** Extract to read **
Since quitting alcohol I've learned a lot about the devastating effects alcohol has on the body. Consistently drinking over many years can cause over 60 different diseases, including many forms of cancer, while even sporadic drinking causes a range of health issues. As soon as I gave up the booze, I felt healthier and happier than I had in years, and the improvement in my overall wellbeing was profound.

If you're contemplating quitting alcohol, here are just a few changes that will happen to your body from the moment you have your last drink.

You will sleep better

According to specialist sleep physician Dr David Cunnington, whether you've only had a few drinks or a skinful, drinking alcohol will disrupt your sleeping patterns. While you may be sleeping, your body certainly isn't at rest -- it is working overtime to rid your body of the toxins you've filled it with. Despite the number of hours of sleep you might get, you'll be tired the following day and lethargic for a few days afterwards as your body plays catch up.

Your chances of getting cancer decrease

Drinking alcohol is one of the biggest risk factors for cancer. Cancer Council Australia states that alcohol use plays a significant role in cancers, including mouth, pharynx, larynx, oesophagus, breast, bowel and liver. When you quit drinking, you'll also be less likely to have a stroke or contract diabetes, and your life expectancy will rise.

** Task description **
Take the article on what happens to your body after quitting alcohol further, picking up after its section on lower cancer risk with the next change.

** Listed entries **
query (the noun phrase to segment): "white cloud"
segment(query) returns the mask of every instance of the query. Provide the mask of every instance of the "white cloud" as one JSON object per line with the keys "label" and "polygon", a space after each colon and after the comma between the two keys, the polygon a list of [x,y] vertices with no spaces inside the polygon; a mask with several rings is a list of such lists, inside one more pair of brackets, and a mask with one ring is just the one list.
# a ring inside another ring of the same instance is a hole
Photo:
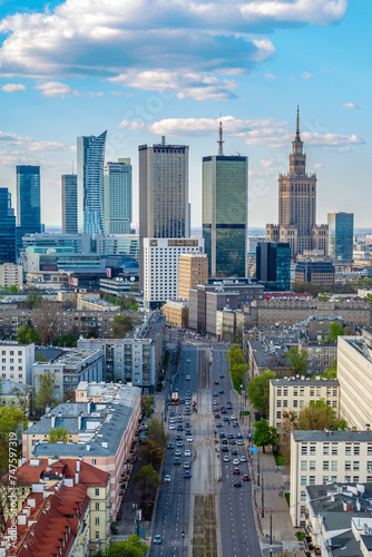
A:
{"label": "white cloud", "polygon": [[6,92],[26,91],[26,87],[22,84],[7,84],[1,87],[1,90]]}
{"label": "white cloud", "polygon": [[71,89],[68,85],[60,81],[47,81],[46,84],[37,85],[36,87],[45,97],[65,97],[79,95],[78,91]]}

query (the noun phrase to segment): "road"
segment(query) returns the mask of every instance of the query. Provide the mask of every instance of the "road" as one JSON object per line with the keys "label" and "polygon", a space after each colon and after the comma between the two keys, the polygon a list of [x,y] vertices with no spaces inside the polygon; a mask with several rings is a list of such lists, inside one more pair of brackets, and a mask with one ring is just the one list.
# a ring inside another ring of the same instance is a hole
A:
{"label": "road", "polygon": [[[192,538],[196,557],[204,555],[206,548],[207,555],[214,557],[261,555],[252,510],[251,481],[242,481],[239,488],[233,485],[235,478],[242,479],[244,473],[249,475],[248,462],[242,462],[241,475],[233,476],[232,459],[243,455],[247,458],[246,447],[231,444],[228,440],[228,451],[223,452],[223,446],[217,442],[222,441],[221,432],[226,437],[228,433],[234,434],[236,441],[237,433],[241,433],[239,427],[233,427],[234,420],[223,421],[224,417],[238,414],[239,410],[238,397],[232,390],[224,360],[226,350],[227,346],[219,343],[212,343],[212,349],[203,342],[183,343],[179,373],[174,381],[174,389],[178,389],[182,399],[185,399],[186,392],[190,392],[197,403],[197,412],[186,417],[184,404],[170,408],[176,414],[176,426],[180,423],[177,422],[177,417],[183,417],[183,432],[169,430],[168,412],[167,429],[175,448],[167,451],[153,528],[153,538],[160,535],[163,543],[151,546],[150,556],[192,556]],[[186,380],[187,375],[190,375],[190,380]],[[216,385],[215,381],[219,384]],[[224,393],[218,393],[219,389]],[[216,397],[213,395],[214,392],[217,392]],[[233,408],[215,419],[214,400],[218,407],[231,401]],[[192,442],[186,441],[186,422],[190,423],[188,429],[192,431]],[[223,427],[216,428],[217,422]],[[176,447],[176,434],[183,437],[183,447]],[[173,463],[177,449],[180,451],[180,466]],[[234,449],[237,450],[235,456],[232,455]],[[192,456],[185,457],[185,450],[190,450]],[[229,462],[223,461],[226,455],[231,457]],[[185,461],[190,465],[190,479],[184,478]],[[170,476],[170,482],[164,482],[166,475]],[[204,525],[203,529],[200,525]]]}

** Answer below **
You'll lose some of the excess baggage

While going to the gym and exercising are important for your health and fitness, it's your diet that plays the biggest role in how much excess weight you carry. Alcohol is full of empty calories that you just don't need. Alcohol is "high in kilojoules, nutrient poor and can lead to weight gain". The carbs and sugars found in alcohol will spike insulin levels in the body, resulting in fat storage of calories that aren't used immediately. And, of course, what late night out is complete without a kebab on the way home and/or a trip to your favourite fast-food outlet the next day? Drinking alcohol impacts your waistline in more ways than one.

Your liver will thank you

Your liver performs an enormous number of bodily functions, including aiding the digestion process, breaking down glycogen for energy and cleaning your blood. When there is alcohol in your body, your liver stops performing all of these other vital functions until it deals with the ethanol in your system. The liver also produces a toxic substance called acetaldehyde when it is metabolising alcohol, and this substance destroys liver cells. Your liver is too important to your overall health to be punishing it with alcohol, and when you find out you have an issue with your liver, it's generally too late.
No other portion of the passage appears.